(Bounding box annotation entries)
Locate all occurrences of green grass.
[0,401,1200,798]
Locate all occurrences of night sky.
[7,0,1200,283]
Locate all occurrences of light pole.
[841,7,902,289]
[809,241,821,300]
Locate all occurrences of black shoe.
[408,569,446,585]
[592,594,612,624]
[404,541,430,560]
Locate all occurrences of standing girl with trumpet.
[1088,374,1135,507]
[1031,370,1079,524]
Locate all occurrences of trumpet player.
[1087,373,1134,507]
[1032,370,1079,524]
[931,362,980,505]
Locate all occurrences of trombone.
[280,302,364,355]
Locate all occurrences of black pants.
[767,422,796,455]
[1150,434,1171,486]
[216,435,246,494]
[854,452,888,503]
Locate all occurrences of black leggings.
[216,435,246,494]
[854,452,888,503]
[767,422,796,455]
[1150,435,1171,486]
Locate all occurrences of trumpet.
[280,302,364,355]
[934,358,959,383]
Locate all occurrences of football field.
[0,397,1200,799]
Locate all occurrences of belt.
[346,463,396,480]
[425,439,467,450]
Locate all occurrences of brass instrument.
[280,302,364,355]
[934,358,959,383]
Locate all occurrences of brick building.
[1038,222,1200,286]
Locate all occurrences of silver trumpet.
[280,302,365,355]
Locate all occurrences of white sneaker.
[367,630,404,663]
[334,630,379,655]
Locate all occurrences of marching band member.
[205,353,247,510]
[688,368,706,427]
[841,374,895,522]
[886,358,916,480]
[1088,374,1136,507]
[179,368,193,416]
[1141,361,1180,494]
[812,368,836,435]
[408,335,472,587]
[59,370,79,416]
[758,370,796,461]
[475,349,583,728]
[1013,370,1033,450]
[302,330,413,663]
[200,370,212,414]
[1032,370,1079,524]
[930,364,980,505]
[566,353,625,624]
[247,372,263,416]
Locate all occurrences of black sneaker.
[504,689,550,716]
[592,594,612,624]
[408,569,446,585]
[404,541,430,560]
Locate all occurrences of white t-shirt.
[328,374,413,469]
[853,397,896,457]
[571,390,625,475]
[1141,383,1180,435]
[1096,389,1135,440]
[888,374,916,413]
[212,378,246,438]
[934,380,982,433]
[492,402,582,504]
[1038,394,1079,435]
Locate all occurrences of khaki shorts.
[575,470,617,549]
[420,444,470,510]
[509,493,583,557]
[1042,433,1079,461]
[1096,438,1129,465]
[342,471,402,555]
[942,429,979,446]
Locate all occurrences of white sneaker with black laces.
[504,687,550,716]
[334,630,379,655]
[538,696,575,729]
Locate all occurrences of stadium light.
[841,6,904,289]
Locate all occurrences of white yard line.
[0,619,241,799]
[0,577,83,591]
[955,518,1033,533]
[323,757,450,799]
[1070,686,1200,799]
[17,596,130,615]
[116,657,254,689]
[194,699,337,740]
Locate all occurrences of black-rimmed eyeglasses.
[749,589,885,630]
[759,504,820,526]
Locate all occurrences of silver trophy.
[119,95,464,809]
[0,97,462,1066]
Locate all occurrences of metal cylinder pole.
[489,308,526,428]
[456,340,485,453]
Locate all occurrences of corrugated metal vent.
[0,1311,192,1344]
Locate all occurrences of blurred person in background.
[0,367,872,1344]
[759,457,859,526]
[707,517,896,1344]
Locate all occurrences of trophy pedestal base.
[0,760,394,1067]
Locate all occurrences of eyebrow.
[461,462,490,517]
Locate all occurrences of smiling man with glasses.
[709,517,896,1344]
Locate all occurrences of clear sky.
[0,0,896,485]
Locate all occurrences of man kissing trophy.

**Aim of the exercise:** Pull out each line from the listing above that contains the string "silver", and copy those lines in their original order.

**Response below:**
Locate all occurrences of silver trumpet.
Locate all occurrences of silver trophy.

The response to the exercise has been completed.